[Bloc de texte]
On connaît chacun des personnages. Ils sont ici plus seuls que jamais, c’est pourquoi ils nous touchent encore plus.
On les connait, mais ils vont être amenés à décider, trahir, conforter, tomber, et survivre d’une façon souvent surprenante : c’est pourquoi ils nous scotchent encore plus.
« Engrenages » roule toujours avec des pièces toujours plus interdépendantes. Comme le sont, d’ailleurs, les institutions de la police et celle de la justice. Dans la première, revoici la capitaine Laure Berthaud (interprétée par Caroline Proust), « Gilou » Escoffier (Thierry Godard), « Tintin » (Fred Bianconi), toujours en butte avec leur propre hiérarchie, un commissaire aux contours encore plus flous, avant de devenirs plus humains, interprété par Nicolas Brançon). Sans compter les luttes intestines, qui en plus se saupoudrent de passés personnels, avec d’autre brigades de la Crim’ et PJ. Dans l’institution judiciaire de la série, on retrouvera les avocats Pierre Clément et Audrey Fleurot (joués par Grégory Fitoussi et une Audrey Fleurot plus troublante encore, et plus fragile aussi), ainsi que le juge Roban (Philippe Duclos).
D’emblée, le ton est donné : les cadavres d’une jeune femme et de sa petite fille sont retrouvés, accrochées à l’hélice d’une embarcation sur le canal de l’Ourcq, dans le nord de la capitale. Fille et mère ligotées l’une à l’autre. Une intrigue initiale, qui ne cessera bien sûr de rebondir, et qui ouvre sur des arracheurs de colliers en or, des pilleurs de DAB, des gangs de filles, un ressortissant libyen protégé ou encore une balance aux deux visages.

[Jeu de données]
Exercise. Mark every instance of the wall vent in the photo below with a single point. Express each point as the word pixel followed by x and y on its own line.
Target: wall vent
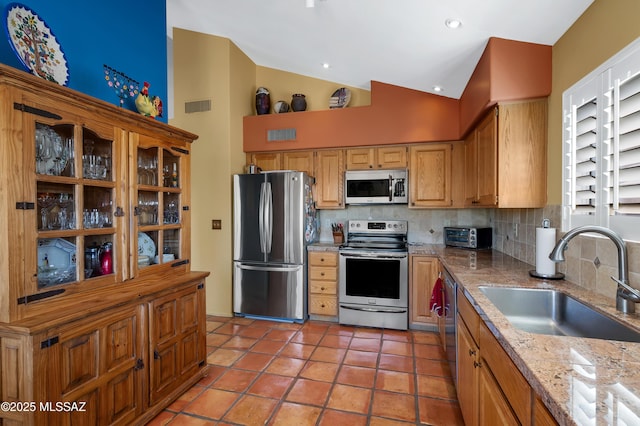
pixel 197 106
pixel 281 135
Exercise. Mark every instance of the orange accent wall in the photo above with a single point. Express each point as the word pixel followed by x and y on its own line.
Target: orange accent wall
pixel 507 70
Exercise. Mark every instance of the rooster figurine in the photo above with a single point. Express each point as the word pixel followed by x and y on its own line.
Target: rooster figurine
pixel 148 106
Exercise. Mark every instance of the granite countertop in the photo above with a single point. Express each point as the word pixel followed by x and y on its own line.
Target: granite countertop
pixel 580 380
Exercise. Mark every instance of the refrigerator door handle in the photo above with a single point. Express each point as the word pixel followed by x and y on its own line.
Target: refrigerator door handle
pixel 261 223
pixel 270 268
pixel 268 217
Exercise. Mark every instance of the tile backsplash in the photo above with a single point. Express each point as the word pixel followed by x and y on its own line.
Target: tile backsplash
pixel 590 261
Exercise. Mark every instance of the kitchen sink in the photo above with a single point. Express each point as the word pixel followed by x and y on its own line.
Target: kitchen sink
pixel 556 313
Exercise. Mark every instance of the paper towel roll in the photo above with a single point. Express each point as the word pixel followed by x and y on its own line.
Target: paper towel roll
pixel 545 241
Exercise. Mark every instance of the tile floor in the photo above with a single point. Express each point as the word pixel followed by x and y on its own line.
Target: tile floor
pixel 317 373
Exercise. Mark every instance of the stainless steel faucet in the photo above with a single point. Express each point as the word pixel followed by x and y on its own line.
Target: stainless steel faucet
pixel 626 296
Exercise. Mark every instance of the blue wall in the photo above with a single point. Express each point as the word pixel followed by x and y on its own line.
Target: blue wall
pixel 129 36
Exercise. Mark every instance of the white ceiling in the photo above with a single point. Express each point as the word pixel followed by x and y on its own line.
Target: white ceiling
pixel 399 42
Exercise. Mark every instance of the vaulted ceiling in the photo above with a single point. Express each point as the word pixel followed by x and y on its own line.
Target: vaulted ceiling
pixel 400 42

[Tâches proposées]
(a) Reproduisez mot pour mot le passage du texte sur Engrenages qui s'ouvre sur les mots contenant « On connaît chacun » et se referme sur « scotchent encore plus. ».
(b) D'après le texte sur Engrenages, où les cadavres de la jeune femme et de sa petite fille sont-ils retrouvés ?
Appuyez-vous uniquement sur le texte consacré à Engrenages.

[Réponses par tâche]
(a)
On connaît chacun des personnages. Ils sont ici plus seuls que jamais, c’est pourquoi ils nous touchent encore plus.
On les connait, mais ils vont être amenés à décider, trahir, conforter, tomber, et survivre d’une façon souvent surprenante : c’est pourquoi ils nous scotchent encore plus.

(b) Accrochés à l'hélice d'une embarcation sur le canal de l'Ourcq, dans le nord de la capitale.